**Task set**
A. In the brainteaser post, what is the most common answer people give to the reindeer riddle?
B. Carry on writing the brainteaser post from the point where it stops.

**Passage**
######

Is there a word for this type of brainteaser?

Miscellaneous and Personal Stuff I Must Share
1

I saw this on Facebook. It seems easy but seems to fool people:

“I bought a reindeer for $900 and sold it for $1300. I bought it back for $1400 and sold it for $1700. What profit did I make?”

The answer is $700, which seemed obvious to me, but it REALLY throws people. the most common answer is $600, which is demonstrably wrong, but you can kind of understand why people get that; they seem to assume buying another product for $100 more than the first sale price means a loss and they tend to double count that $100.

It reminded me of a very famous old riddle; three men check into a hotel. They are charged $30 for a room they will share, so each pays $10. The desk clerk realizes he erred and the room was only $25, so he gives a bellboy $5 in singles to give back to the men. The bellboy says the hell with it, tells them it was $27 and gives each $1 back, keeping $2 for himself. Since each man has now paid $9, 3x9 is 27, and the bellboy has $2, and 27+2 is 29, where’s the missing dollar? The answer is there isn’t one. The men spent $27, $25 on the room, $2 to the thieving bellboy. You can’t add 27 to 2 at all. The 2 is PART of the 27.

Both these riddles rely on confusing you by making unrelated numbers seem related. In Riddle 1, the reindeer being sold for $1300 and repurchased for $1400 makes you think that $100 difference matters, but it’s not a relevant number at all. (The illusion is swiftly broken if you just charge the wording to say it’s two different reindeer, or two totally different products, as one might buy in a store.) The second problem tricks you into counting a number twice.

######

**Provided records**
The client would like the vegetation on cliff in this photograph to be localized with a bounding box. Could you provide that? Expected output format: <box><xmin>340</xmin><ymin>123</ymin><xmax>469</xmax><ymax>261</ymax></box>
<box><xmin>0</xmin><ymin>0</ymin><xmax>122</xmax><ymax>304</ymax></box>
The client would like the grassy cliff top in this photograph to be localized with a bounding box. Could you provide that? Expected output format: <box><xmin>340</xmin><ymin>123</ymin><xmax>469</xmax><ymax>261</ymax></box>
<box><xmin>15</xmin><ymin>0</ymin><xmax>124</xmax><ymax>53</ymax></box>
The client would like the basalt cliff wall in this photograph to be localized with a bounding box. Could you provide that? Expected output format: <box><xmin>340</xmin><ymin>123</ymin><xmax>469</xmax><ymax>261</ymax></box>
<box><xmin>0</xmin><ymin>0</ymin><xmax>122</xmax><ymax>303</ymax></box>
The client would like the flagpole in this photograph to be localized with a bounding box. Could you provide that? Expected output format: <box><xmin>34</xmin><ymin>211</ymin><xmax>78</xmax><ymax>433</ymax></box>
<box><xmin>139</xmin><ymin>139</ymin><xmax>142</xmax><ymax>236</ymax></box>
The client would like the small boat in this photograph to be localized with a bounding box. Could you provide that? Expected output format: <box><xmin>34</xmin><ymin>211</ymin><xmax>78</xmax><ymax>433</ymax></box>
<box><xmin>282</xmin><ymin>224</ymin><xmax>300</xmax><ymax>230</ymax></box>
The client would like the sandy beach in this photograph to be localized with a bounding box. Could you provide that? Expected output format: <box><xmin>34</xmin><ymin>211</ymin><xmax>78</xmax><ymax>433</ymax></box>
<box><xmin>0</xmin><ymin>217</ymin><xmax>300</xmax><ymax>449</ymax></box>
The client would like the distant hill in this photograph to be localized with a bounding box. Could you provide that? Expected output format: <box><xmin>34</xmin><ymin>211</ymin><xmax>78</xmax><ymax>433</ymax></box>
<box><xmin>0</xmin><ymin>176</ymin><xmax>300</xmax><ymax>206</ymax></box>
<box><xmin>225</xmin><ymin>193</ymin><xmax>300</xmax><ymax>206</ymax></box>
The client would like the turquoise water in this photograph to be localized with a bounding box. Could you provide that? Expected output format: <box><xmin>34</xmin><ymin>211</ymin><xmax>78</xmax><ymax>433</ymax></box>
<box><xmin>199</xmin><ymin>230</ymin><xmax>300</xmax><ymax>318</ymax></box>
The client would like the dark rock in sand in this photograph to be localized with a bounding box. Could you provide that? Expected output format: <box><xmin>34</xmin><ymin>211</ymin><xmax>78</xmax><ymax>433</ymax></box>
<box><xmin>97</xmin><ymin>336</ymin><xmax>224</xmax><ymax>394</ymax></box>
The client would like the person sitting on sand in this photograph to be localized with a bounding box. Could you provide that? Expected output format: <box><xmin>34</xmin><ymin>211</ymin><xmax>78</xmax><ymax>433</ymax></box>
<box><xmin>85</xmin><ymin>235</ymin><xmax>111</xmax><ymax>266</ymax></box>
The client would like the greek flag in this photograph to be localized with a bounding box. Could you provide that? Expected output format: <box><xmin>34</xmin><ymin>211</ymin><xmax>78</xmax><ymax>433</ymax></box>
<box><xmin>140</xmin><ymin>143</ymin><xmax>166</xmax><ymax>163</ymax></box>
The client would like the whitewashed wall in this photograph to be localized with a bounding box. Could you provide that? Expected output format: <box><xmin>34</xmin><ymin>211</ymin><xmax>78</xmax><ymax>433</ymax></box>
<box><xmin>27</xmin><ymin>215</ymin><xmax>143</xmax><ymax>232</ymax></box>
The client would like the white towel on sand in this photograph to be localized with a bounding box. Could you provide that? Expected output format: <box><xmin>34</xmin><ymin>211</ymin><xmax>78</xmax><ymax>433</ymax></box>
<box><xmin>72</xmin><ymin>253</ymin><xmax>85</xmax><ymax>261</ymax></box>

######

**Answers by task**
A. $600

B.
Another similar riddle; a thief enters a store. He steals $100 from the register. He then uses the $100 to purcahse a $70 item, and leaves with the item and $30 in change. How much did he steal? Clearly, he stole $100 - an accountant will tell you it’s absolutely just $100 cash, that no goods were stolen, and she’d be right, but if you want to insist it’s $30 in cash and $70 in goods I won’t bother arguing, because the amazing thing is many people will SWEAR the thief stole $200, $130, or $170.

Is there a word for this type of math puzzle - a puzzle where the arithmetic is actually simple but the wording and closeness of numbers can throw people?

Know any others?

2

I don’t know an official name for it…we called them word problems in 5th grade.
I know I hated the hell outta them.

3

I see some mentions calling them wordy math problems.

4

Idiot sold it the first time for way too little. Should have held out till that second buyer came around, and he would have made $800!

5

They’re sometimes called paradoxes.

6

Inaccurately, in my view. A paradox is an actual contradiction in terms, these are just obfuscation.

I posted something along these lines a few years ago, that actually happened to me. The short version is, I was in a casino and placed a £100 bet on roulette, on red. The ball landed in a black number on that spin, but for whatever reason, the croupier didn’t clear my chip from the table. I left it there for the next spin, which came up red, and the croupier paid my winnings of £100, at which point I took £200 off the table, cashed out, and left. How much did I ‘steal’ from the casino? The responses were very interesting, but the only ones I totally rejected were those that suggested I had stolen £200.

7

Yes, they’re more often just called riddles.
IMHO, regarding the casino scenario, you appear to have $200 which you shouldn’t
(morally) have…

8

Had - I’ve been back many times since! :slightly_smiling_face:

ETA: the reason I reject that notion is I could have placed a further £100 bet for the second spin, with my own money. I didn’t need to thanks to the initial oversight, but I’m only up £100 on the transaction.

Dont want to relitigate it all here, someone less lazy than me should be able to find the thread (I started it) if they want to bump it.

9

I just ask the Lil’wrekker. Closer to grade school math than I am.
She said one of her teachers called them Story problems .

And, yes she hated them as well.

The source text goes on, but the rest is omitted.